• [Exercise objective]: Rewrite the part of the material that opens with the line containing "Target: driver's face" and runs to the end of the material, putting "dot" wherever "marker" appears and changing nothing else. Leave the pictures out of your version.
****************************************
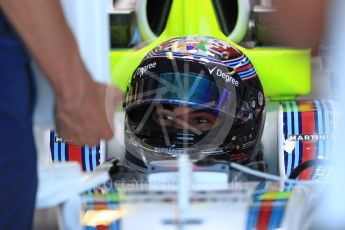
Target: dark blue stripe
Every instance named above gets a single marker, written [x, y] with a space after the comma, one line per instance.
[52, 135]
[285, 124]
[66, 152]
[293, 153]
[59, 151]
[83, 157]
[253, 215]
[98, 155]
[90, 159]
[300, 142]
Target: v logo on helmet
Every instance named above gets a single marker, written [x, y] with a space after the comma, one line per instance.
[211, 70]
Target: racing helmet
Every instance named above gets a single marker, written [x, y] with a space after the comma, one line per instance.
[193, 95]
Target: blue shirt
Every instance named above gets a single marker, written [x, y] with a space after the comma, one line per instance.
[12, 50]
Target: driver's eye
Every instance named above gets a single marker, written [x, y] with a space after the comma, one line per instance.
[167, 117]
[201, 120]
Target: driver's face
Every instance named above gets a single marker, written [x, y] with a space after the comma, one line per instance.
[182, 117]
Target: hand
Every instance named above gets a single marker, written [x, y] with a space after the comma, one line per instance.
[90, 118]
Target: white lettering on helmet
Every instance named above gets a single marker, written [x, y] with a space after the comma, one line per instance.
[141, 70]
[227, 77]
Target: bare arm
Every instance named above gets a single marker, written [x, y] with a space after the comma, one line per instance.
[84, 108]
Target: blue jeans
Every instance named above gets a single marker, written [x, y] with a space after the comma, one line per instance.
[18, 173]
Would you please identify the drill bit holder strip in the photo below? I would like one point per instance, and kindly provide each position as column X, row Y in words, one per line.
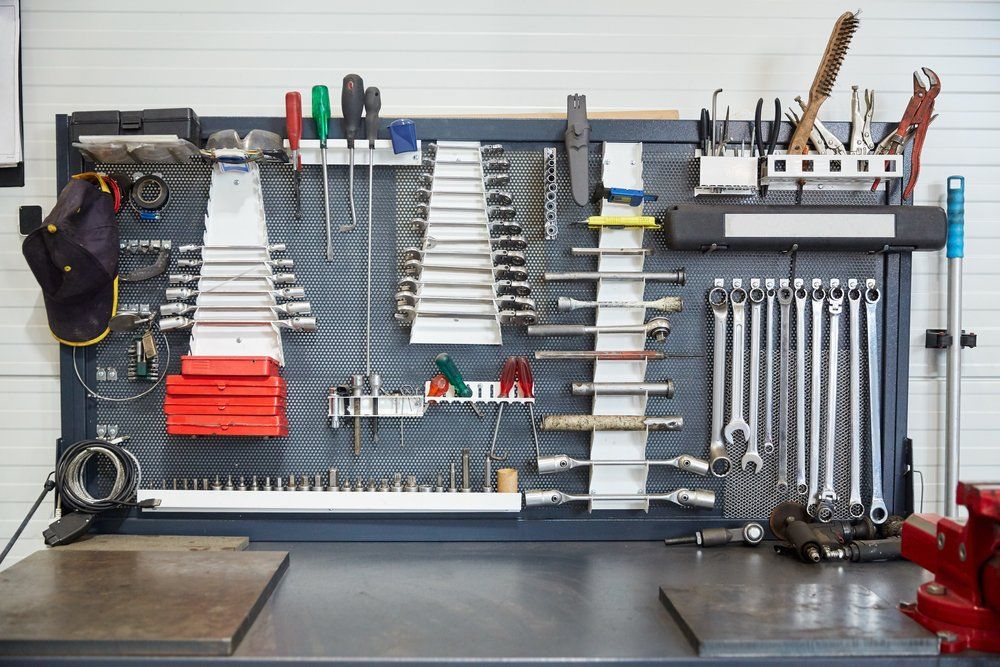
****************************************
• [Output for this task]:
Target: driver's face
Every instance named above gets a single dot, written [x, y] with a space after the comma, one line per instance.
[182, 117]
Target: hand
Every instance named above gets a single dot, written [x, y] with a space after the comma, one line per instance.
[90, 118]
Target: white lettering on helmet
Every instance named above gets a single dot, written [x, y] with a space after the comma, one line per instance.
[141, 70]
[227, 77]
Target: bare arm
Every instance named above gets a single dot, written [x, y] with a space after the comma, one line per instance.
[84, 108]
Target: blue jeans
Every instance named above gets a single dot, written [x, y] with a space after the comma, one line per instance.
[18, 173]
Would you please identify the drill bit holder strip in the photo below? I would like one point per instance, and kindly provide each position as column X, row Y in words, one per line.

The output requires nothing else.